> **TASK BRIEF**
Return everything from the start of the records down through the line containing "negative clicks: (225, 355)", both ends included, reproduced verbatim and with the pictures left out.

> **RECORDS FOR THIS EXERCISE**
##############################
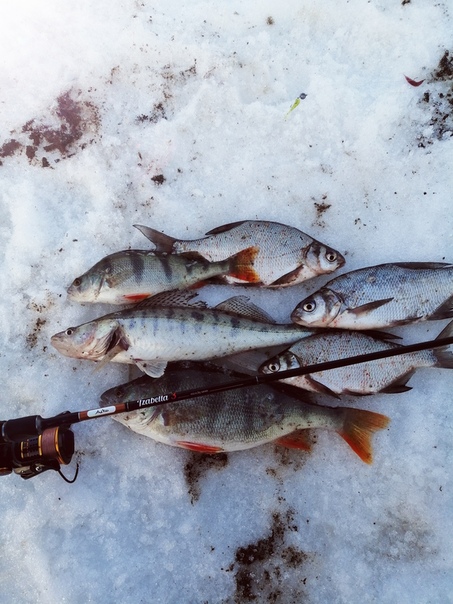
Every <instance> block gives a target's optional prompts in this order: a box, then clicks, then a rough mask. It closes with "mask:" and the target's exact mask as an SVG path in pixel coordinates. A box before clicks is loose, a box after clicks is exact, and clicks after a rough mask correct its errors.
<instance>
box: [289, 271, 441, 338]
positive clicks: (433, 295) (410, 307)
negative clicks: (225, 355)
mask: <svg viewBox="0 0 453 604" xmlns="http://www.w3.org/2000/svg"><path fill="white" fill-rule="evenodd" d="M450 317H453V265H452V264H444V263H431V262H422V263H411V262H409V263H404V264H379V265H377V266H370V267H368V268H362V269H359V270H356V271H352V272H350V273H345V274H344V275H340V276H339V277H336V278H335V279H332V280H331V281H329V282H328V283H326V285H324V287H322V288H321V289H319V290H318V291H317V292H315V293H314V294H312V295H311V296H308V297H307V298H305V299H304V300H302V302H300V303H299V304H298V305H297V306H296V308H295V309H294V310H293V312H292V314H291V319H292V320H293V321H294V323H298V324H299V325H304V326H307V327H339V328H341V329H380V328H381V327H392V326H395V325H404V324H406V323H413V322H416V321H425V320H435V319H447V318H450Z"/></svg>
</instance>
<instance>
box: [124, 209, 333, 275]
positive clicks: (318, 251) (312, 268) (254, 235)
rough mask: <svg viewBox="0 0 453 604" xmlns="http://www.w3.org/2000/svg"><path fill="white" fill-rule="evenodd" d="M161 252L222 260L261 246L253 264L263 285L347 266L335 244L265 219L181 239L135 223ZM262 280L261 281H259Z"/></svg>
mask: <svg viewBox="0 0 453 604" xmlns="http://www.w3.org/2000/svg"><path fill="white" fill-rule="evenodd" d="M134 226H135V227H136V228H138V229H139V230H140V231H141V232H142V233H143V234H144V235H145V237H147V238H148V239H149V240H150V241H152V243H153V244H154V245H155V246H156V250H157V251H160V252H167V253H176V254H182V255H184V254H188V255H191V254H194V253H196V254H197V255H201V256H203V257H204V258H207V259H208V260H210V261H211V262H218V261H220V260H223V259H225V258H227V257H228V256H231V254H235V253H237V252H238V251H239V250H241V249H244V248H245V247H249V246H253V247H256V248H257V249H258V253H257V255H256V258H255V260H254V263H253V266H254V269H255V271H256V272H257V274H258V275H259V283H260V285H265V286H267V287H285V286H288V285H294V284H296V283H300V282H302V281H305V280H307V279H311V278H313V277H316V276H317V275H321V274H324V273H331V272H333V271H334V270H336V269H337V268H339V267H341V266H343V264H344V262H345V260H344V257H343V256H342V255H341V254H340V253H339V252H338V251H337V250H334V249H333V248H331V247H328V246H326V245H325V244H323V243H321V242H320V241H317V240H316V239H313V237H310V236H309V235H307V234H306V233H303V232H302V231H300V230H299V229H296V228H294V227H291V226H288V225H285V224H280V223H278V222H270V221H263V220H244V221H242V222H234V223H231V224H226V225H223V226H221V227H217V228H216V229H213V230H212V231H209V232H208V233H206V236H205V237H202V238H200V239H193V240H190V241H189V240H178V239H175V238H174V237H170V236H169V235H166V234H164V233H160V232H159V231H156V230H155V229H152V228H150V227H146V226H143V225H134ZM222 280H224V281H226V282H227V283H241V282H242V283H243V282H244V280H243V279H241V278H240V277H238V276H234V275H224V276H222ZM257 283H258V281H257Z"/></svg>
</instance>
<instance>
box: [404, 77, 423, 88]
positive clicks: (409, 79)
mask: <svg viewBox="0 0 453 604" xmlns="http://www.w3.org/2000/svg"><path fill="white" fill-rule="evenodd" d="M404 77H405V78H406V80H407V81H408V82H409V84H410V85H411V86H420V84H423V82H424V81H425V80H420V81H419V82H416V81H415V80H413V79H412V78H408V77H407V76H404Z"/></svg>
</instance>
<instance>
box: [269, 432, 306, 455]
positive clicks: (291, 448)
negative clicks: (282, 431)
mask: <svg viewBox="0 0 453 604" xmlns="http://www.w3.org/2000/svg"><path fill="white" fill-rule="evenodd" d="M274 443H275V444H276V445H280V446H281V447H287V448H288V449H299V450H301V451H311V443H310V441H309V440H308V430H295V431H294V432H291V434H287V435H286V436H282V437H281V438H277V440H275V441H274Z"/></svg>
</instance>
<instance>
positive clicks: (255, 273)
mask: <svg viewBox="0 0 453 604" xmlns="http://www.w3.org/2000/svg"><path fill="white" fill-rule="evenodd" d="M259 251H260V250H259V248H258V247H248V248H247V249H245V250H242V252H239V253H238V254H235V255H234V256H232V257H231V258H230V260H231V263H230V270H229V272H228V275H229V276H230V277H235V278H236V279H241V281H247V282H248V283H261V278H260V276H259V275H258V273H257V272H256V271H255V269H254V268H253V262H254V260H255V258H256V256H257V254H258V252H259Z"/></svg>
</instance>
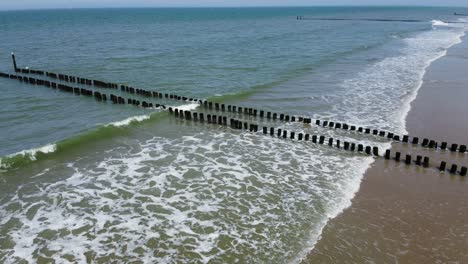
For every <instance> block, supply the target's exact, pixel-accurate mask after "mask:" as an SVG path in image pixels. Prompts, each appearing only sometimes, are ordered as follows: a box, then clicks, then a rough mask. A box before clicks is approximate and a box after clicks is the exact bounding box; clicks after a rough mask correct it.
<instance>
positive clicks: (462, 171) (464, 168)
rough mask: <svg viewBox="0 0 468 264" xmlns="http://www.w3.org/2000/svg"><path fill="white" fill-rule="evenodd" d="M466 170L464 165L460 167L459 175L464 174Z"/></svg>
mask: <svg viewBox="0 0 468 264" xmlns="http://www.w3.org/2000/svg"><path fill="white" fill-rule="evenodd" d="M467 171H468V169H467V168H466V167H465V166H463V167H461V169H460V176H466V173H467Z"/></svg>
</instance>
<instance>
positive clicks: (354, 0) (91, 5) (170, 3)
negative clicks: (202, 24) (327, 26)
mask: <svg viewBox="0 0 468 264" xmlns="http://www.w3.org/2000/svg"><path fill="white" fill-rule="evenodd" d="M309 5H424V6H468V0H0V9H3V10H5V9H37V8H80V7H170V6H174V7H184V6H190V7H194V6H309Z"/></svg>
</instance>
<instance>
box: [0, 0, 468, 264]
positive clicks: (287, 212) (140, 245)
mask: <svg viewBox="0 0 468 264" xmlns="http://www.w3.org/2000/svg"><path fill="white" fill-rule="evenodd" d="M297 15H303V16H306V17H351V18H363V17H366V18H373V17H379V18H381V17H385V18H401V19H408V18H412V19H420V20H423V21H426V22H419V23H402V22H385V23H384V22H368V21H352V22H342V21H319V22H318V21H309V20H302V21H301V20H296V16H297ZM450 15H451V12H450V10H448V9H432V8H338V7H336V8H263V9H262V8H248V9H242V8H239V9H236V8H231V9H228V8H226V9H208V8H207V9H112V10H99V9H98V10H55V11H15V12H1V13H0V24H1V25H2V27H0V35H1V36H2V42H0V71H2V72H12V67H11V62H10V57H9V52H10V51H15V54H16V57H17V61H18V64H19V66H20V67H26V66H29V67H31V68H35V69H43V70H48V71H53V72H59V73H66V74H71V75H75V76H80V77H86V78H90V79H99V80H104V81H112V82H116V83H121V84H126V85H132V86H135V87H140V88H145V89H147V90H153V91H160V92H165V93H176V94H180V95H186V96H188V97H195V98H201V99H207V98H210V99H214V100H217V101H219V102H222V103H226V104H235V105H241V106H250V107H255V108H259V109H265V110H270V111H275V112H279V113H287V114H294V115H303V116H312V117H316V118H328V119H331V120H338V121H342V122H348V123H350V124H359V125H362V126H370V127H373V128H377V129H386V130H391V131H395V132H397V133H402V134H403V133H405V123H404V119H405V116H406V113H407V111H408V109H409V103H410V102H411V100H413V99H414V97H415V95H416V92H417V89H418V88H419V86H420V84H421V79H422V76H423V74H424V71H425V69H426V67H427V66H428V65H429V64H430V63H431V62H432V61H433V60H435V59H437V58H439V57H441V56H443V55H444V54H445V51H446V49H447V48H449V47H450V46H452V45H454V44H455V43H457V42H459V41H460V37H461V36H462V35H463V34H464V28H463V25H458V24H453V25H449V24H444V23H442V22H440V21H436V20H454V18H453V17H451V16H450ZM2 54H3V55H2ZM0 89H2V93H1V94H0V104H1V105H2V111H1V112H0V146H1V148H0V156H1V157H2V158H1V162H0V262H7V263H15V262H18V261H20V260H26V261H28V262H31V263H34V262H37V261H46V260H48V259H55V260H56V261H58V262H62V261H64V260H69V261H76V262H86V261H88V262H93V261H96V262H110V261H114V260H117V261H121V262H129V261H134V260H139V261H142V262H159V263H164V262H169V263H171V262H195V263H198V262H204V263H206V262H210V261H212V262H214V263H223V262H235V261H240V262H255V263H266V262H273V263H287V262H296V261H298V260H299V259H300V258H302V257H304V256H305V254H306V253H307V252H308V251H309V250H310V249H311V248H312V247H313V245H314V243H315V242H316V240H317V238H318V237H319V235H320V231H321V229H322V228H323V226H324V225H325V224H326V222H327V220H328V219H329V218H330V217H334V216H336V215H337V214H338V213H339V212H341V211H342V210H343V209H344V208H346V207H347V206H349V204H350V200H351V198H352V197H353V195H354V193H355V192H356V191H357V190H358V189H359V184H360V181H361V178H362V176H363V174H364V172H365V170H366V169H367V168H368V166H369V165H370V164H371V163H372V162H373V159H372V158H370V157H366V156H362V155H353V154H352V153H346V152H342V151H340V150H337V149H330V148H328V147H326V146H317V145H315V144H312V143H311V142H292V141H288V140H283V139H280V138H275V137H269V136H264V135H262V134H261V132H259V133H248V132H245V131H244V132H243V131H239V130H236V131H233V130H232V129H230V128H226V127H222V126H218V125H210V124H202V125H201V124H197V123H194V122H191V121H183V120H175V119H173V117H171V116H169V115H168V113H167V112H166V111H164V110H162V109H157V110H156V109H141V108H135V107H132V106H130V105H123V106H122V105H112V104H110V103H102V102H97V101H95V100H93V99H90V98H84V97H76V96H73V95H71V94H68V93H63V92H60V91H57V90H51V89H49V88H45V87H41V86H31V85H29V84H24V83H20V82H18V81H14V80H9V79H3V78H2V79H0ZM116 93H119V92H116ZM126 96H128V95H126ZM133 97H134V98H138V96H137V95H134V96H133ZM140 99H141V98H140ZM151 100H153V101H152V102H153V103H163V104H165V105H168V106H175V105H180V104H186V105H185V106H183V107H185V108H186V109H196V111H201V109H200V108H197V105H196V104H188V103H181V102H178V101H170V100H166V99H160V100H158V99H151ZM204 111H206V110H204ZM225 115H230V116H231V117H234V116H235V117H236V118H244V119H250V120H251V121H253V122H259V123H260V126H263V125H265V126H274V127H279V128H283V129H288V130H294V131H296V132H303V133H310V134H318V135H326V136H331V137H335V138H340V139H341V140H347V141H349V142H355V143H366V144H372V145H375V146H379V147H381V148H386V147H388V146H389V143H388V142H387V141H386V140H385V139H382V138H376V137H373V136H369V135H367V136H366V135H362V134H357V133H349V132H345V131H338V130H330V129H326V128H320V127H316V126H310V125H303V124H300V123H286V122H279V121H275V122H271V121H268V120H266V119H263V120H262V119H258V120H257V119H255V118H253V117H245V116H242V115H237V114H235V115H234V114H232V113H225Z"/></svg>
##############################
> **PROBLEM SOLUTION**
Every <instance> block gives a target's optional prompts in this order: a box, then clicks, then a rough mask. It closes with "mask:" and the target's exact mask as an SVG path in pixel coordinates. A box before clicks is loose, a box after clicks is exact, and clicks after a rough mask correct its errors.
<instance>
box: [289, 271, 441, 338]
positive clicks: (433, 295) (410, 307)
negative clicks: (225, 355)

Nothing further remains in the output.